**EXTRACTED TEXT**
Correct way to upgrade operator from 1.23.7 to 1.24+ with multiple clickhouse keeper replicas
Hello I am following https://github.com/Altinity/clickhouse-operator/blob/0.24.0/docs/keeper_migration_from_23_to_24.md instruction to upgrade operator from 1.23.7 to 1.24.5
Unfortunately I had encountered an issue during the upgrade of installation with 3 replicas of clickhouse keepers:
While with old operator version all keepers located in the single statefulset which has a single service; with 1.24.5 a separate statefulset and service is created for each replica. Which basically changes the addresses of all keeper replicas.
For example in my installation for version 1.23.7 I had 3 keeper addresses:
clickhouse-keeper-logging-0.clickhouse-keeper-logging-headless
clickhouse-keeper-logging-1.clickhouse-keeper-logging-headless
clickhouse-keeper-logging-2.clickhouse-keeper-logging-headless
And after the update they changed to:
chk-clickhouse-keeper-logging-default-0-0
chk-clickhouse-keeper-logging-default-1-0
chk-clickhouse-keeper-logging-default-2-0
I saw that <raft_configuration> was indeed changed to a correct one after an update:
<raft_configuration>
<server>
<id>0</id>
<hostname>chk-clickhouse-keeper-logging-default-0-0</hostname>
<port>9444</port>
</server>
<server>
<id>1</id>
<hostname>chk-clickhouse-keeper-logging-default-0-1</hostname>
<port>9444</port>
</server>
<server>
<id>2</id>
<hostname>chk-clickhouse-keeper-logging-default-0-2</hostname>
<port>9444</port>
</server>
</raft_configuration>
However even having the updated raft_configuration, keeper replicas were unable to reach each other, as hosts stored in replication log were not updated in the process and replicas continued using old addresses
clickhouse-keeper-logging-1:/$ clickhouse-keeper client -h localhost --port 2181 -q "get '/keeper/config'"
server.0=clickhouse-keeper-logging-0.clickhouse-keeper-logging-headless:9444;participant;1
server.2=clickhouse-keeper-logging-2.clickhouse-keeper-logging-headless:9444;participant;1
server.1=clickhouse-keeper-logging-1.clickhouse-keeper-logging-headless:9444;participant;1
I found no easy way to make clickhouse keeper reload host configuration from disk or similar issues, but maybe I am missing something here?
What I tried:
-
Configuring the cluster for keeper hosts to have the same addresses as before I failed to come to any solution without keeping and maintaining additional k8s objects which is not desirable, as configuration had changed and we now have 3 services for 3 keeper replicas instead of one.
-
Adding new hosts using zookeeper reconfigure command Doesnt seem possible to incrementally change
/keeper/configto the state matchingraft_configuration, as we can not reuse server ids -
Starting clickhouse keeper with
--force-recoveryflag for a time With that flag clickhouse keeper loads configuration fromraft_configurationinto/keeper/config, however that presumably damages replication log in some cases in my upgrade process and leads to replication failures shortly after upgrade, I am still investigating why am I having issues with this approach.
I am in the process of upgrading too. My keeper installation name is clickhouse-keeper and I see it created a service (along with individual services for each Keeper pod) called keeper-clickhouse-keeper.

**RECORD EXCERPTS**

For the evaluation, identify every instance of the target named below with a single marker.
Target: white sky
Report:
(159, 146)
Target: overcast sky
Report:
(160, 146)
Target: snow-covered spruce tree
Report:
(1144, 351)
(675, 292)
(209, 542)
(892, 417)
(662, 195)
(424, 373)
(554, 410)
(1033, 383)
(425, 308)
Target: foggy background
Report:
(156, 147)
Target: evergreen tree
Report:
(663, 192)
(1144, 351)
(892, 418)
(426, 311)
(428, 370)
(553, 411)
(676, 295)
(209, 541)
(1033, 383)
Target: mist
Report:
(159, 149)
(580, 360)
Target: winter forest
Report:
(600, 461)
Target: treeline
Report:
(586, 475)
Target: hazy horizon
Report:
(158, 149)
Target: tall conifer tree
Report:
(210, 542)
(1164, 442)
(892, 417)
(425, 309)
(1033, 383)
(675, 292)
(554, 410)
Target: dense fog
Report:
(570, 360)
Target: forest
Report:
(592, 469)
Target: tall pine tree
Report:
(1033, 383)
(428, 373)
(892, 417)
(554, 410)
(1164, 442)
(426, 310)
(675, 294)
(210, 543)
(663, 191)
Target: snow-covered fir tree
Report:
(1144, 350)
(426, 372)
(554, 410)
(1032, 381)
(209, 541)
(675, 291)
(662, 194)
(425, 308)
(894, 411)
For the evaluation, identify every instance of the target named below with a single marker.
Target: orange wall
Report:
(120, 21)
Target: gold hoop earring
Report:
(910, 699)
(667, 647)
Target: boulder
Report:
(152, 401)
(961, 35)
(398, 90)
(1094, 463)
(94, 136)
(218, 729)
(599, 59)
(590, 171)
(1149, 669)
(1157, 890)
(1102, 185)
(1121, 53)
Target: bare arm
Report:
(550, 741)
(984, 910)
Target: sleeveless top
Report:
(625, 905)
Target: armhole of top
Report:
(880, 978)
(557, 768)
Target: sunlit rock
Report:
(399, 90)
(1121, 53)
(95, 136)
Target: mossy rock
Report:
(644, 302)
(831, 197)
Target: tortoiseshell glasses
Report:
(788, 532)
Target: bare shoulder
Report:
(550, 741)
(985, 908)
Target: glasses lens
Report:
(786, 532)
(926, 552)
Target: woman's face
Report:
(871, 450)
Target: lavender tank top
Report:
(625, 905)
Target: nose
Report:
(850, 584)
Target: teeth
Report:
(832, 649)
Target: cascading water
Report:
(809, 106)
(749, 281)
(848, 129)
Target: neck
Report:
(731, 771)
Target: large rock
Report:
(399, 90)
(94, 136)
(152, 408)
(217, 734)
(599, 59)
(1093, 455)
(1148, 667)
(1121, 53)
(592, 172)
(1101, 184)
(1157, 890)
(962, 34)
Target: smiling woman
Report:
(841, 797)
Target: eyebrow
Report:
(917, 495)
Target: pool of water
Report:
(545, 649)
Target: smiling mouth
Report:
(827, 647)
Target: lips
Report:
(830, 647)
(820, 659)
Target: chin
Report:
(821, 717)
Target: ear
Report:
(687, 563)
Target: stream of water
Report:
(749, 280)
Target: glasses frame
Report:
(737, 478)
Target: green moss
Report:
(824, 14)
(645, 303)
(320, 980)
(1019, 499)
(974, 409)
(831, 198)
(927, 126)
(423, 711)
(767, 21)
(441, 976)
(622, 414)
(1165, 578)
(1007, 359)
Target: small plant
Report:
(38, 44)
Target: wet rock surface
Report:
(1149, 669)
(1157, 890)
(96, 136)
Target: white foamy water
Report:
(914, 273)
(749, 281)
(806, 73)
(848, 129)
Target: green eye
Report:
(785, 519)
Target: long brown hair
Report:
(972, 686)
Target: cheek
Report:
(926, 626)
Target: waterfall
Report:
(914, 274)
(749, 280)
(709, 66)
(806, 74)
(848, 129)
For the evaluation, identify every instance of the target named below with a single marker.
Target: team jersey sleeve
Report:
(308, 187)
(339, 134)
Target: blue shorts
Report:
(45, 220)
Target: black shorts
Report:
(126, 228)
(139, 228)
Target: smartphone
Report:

**SET TASK 1**
Can you rewrite the paragraph of the keeper upgrade thread that begins "While with old operator version" as a short bulleted list that keeps its main facts?
**SET TASK 2**
Can you reproduce the keeper upgrade thread word for word, starting at "Correct way to" and ending at "all keeper replicas."?

**PROBLEM SOLUTION 1**
- With the old operator version, all keepers sat in a single statefulset with a single service.
- With 1.24.5, each replica gets its own statefulset and service.
- As a result, the addresses of all keeper replicas change.

**PROBLEM SOLUTION 2**
Correct way to upgrade operator from 1.23.7 to 1.24+ with multiple clickhouse keeper replicas
Hello I am following https://github.com/Altinity/clickhouse-operator/blob/0.24.0/docs/keeper_migration_from_23_to_24.md instruction to upgrade operator from 1.23.7 to 1.24.5
Unfortunately I had encountered an issue during the upgrade of installation with 3 replicas of clickhouse keepers:
While with old operator version all keepers located in the single statefulset which has a single service; with 1.24.5 a separate statefulset and service is created for each replica. Which basically changes the addresses of all keeper replicas.